Scale these items from the start of the items through the line with "x=364 y=388", repeating every line, requests included, and multiplying each answer coordinate by 0.7, rounded to a whole number with halves going up; leave the requests and their sample coordinates unchanged. Omit the pictures from your answer.

SUPPLIED MATERIAL ▸
++++++

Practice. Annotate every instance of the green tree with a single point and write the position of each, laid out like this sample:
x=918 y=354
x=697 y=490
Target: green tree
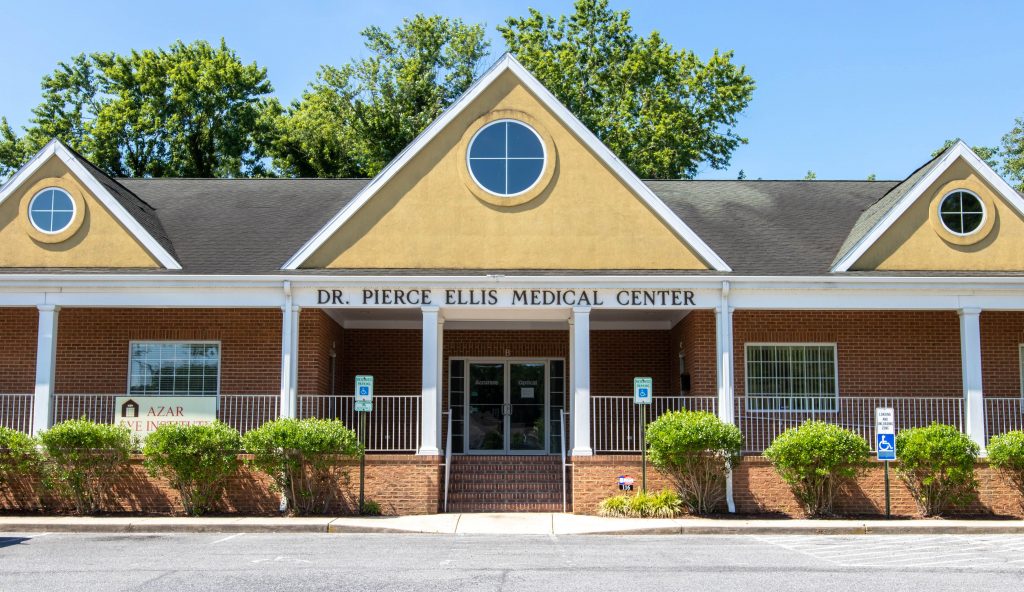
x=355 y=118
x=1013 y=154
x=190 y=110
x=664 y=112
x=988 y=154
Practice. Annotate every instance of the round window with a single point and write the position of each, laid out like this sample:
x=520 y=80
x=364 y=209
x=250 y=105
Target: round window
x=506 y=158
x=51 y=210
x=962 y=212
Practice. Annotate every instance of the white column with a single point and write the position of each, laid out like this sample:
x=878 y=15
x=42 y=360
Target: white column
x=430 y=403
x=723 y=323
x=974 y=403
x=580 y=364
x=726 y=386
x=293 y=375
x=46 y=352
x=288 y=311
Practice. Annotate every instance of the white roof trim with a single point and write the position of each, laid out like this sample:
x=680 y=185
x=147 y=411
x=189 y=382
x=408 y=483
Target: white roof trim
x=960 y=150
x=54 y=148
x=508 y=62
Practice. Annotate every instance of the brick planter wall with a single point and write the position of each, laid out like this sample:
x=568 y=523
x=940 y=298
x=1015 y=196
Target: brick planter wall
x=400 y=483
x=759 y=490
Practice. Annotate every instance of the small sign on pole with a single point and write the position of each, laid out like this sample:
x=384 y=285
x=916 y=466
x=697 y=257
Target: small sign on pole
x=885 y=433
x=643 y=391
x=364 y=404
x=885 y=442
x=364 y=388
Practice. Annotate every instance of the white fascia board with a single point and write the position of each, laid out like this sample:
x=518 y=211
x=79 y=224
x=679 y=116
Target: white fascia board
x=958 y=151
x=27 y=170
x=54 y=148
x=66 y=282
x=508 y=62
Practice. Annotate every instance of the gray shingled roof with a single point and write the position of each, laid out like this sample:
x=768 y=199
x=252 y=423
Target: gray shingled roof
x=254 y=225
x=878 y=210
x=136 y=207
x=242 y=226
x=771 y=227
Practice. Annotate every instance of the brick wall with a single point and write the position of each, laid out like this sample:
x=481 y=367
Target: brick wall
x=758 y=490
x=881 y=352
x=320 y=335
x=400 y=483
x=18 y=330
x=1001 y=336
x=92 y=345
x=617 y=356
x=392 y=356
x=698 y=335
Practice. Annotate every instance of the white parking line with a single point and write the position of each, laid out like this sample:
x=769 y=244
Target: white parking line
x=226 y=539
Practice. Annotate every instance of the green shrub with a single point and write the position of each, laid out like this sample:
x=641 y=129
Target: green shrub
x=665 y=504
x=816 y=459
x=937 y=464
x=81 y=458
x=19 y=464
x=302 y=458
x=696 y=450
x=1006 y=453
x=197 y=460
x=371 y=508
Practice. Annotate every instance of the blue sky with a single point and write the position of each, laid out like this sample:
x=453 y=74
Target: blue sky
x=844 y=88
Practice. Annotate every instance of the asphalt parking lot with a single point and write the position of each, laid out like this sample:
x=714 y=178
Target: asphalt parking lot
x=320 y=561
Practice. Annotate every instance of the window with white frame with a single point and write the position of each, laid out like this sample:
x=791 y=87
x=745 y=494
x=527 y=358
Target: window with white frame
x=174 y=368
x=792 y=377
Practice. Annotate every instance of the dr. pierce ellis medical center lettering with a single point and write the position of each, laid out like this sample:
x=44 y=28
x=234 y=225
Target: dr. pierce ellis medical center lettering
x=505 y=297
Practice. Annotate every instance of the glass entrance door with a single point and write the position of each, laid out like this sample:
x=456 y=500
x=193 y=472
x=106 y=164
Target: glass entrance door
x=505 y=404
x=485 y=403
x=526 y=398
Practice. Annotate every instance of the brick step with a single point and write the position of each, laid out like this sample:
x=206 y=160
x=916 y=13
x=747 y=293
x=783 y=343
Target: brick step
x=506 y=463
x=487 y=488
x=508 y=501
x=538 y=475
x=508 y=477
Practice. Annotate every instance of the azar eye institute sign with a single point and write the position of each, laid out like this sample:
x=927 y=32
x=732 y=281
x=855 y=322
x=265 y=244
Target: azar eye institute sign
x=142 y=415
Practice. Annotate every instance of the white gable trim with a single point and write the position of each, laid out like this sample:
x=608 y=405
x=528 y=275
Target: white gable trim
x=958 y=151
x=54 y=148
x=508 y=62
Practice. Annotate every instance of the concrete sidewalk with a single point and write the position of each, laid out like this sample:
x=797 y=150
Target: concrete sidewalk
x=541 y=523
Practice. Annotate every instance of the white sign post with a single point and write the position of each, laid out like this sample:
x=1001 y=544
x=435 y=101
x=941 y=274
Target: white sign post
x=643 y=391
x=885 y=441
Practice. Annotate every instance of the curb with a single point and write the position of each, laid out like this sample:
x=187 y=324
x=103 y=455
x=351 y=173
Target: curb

++++++

EXPECTED ANSWER ▸
Practice. Annotate every instance of the green tree with a single point and write the position of each, laid out like this sample:
x=918 y=354
x=697 y=490
Target: green tree
x=249 y=83
x=709 y=108
x=133 y=77
x=465 y=78
x=692 y=108
Practice. Annotate every instance of the round window with a single point and write the position of each, laid out like this sample:
x=520 y=80
x=364 y=209
x=250 y=105
Target: round window
x=354 y=111
x=36 y=147
x=673 y=148
Practice. Annotate every instance of the white column with a single point and write the position of each, laid out like this sample:
x=878 y=15
x=42 y=360
Target: white column
x=301 y=282
x=506 y=226
x=682 y=282
x=406 y=255
x=508 y=270
x=205 y=263
x=32 y=246
x=202 y=218
Practice. Annotate every instance of the white roof trim with a single point and write the position of each, laid out like this sample:
x=680 y=185
x=147 y=411
x=189 y=382
x=408 y=483
Target: white roof trim
x=672 y=105
x=38 y=104
x=356 y=43
Practice. Annotate every instance of the brick planter wall with a single point and write the position of each, laid out like this sample:
x=568 y=523
x=940 y=298
x=1015 y=196
Target: brick planter wall
x=280 y=338
x=531 y=343
Practice. Annotate every instance of the small sign on pole with a single point and write the position of each, laid out like this sample:
x=384 y=285
x=916 y=466
x=697 y=257
Target: small sign on pole
x=620 y=303
x=450 y=274
x=255 y=283
x=620 y=309
x=255 y=272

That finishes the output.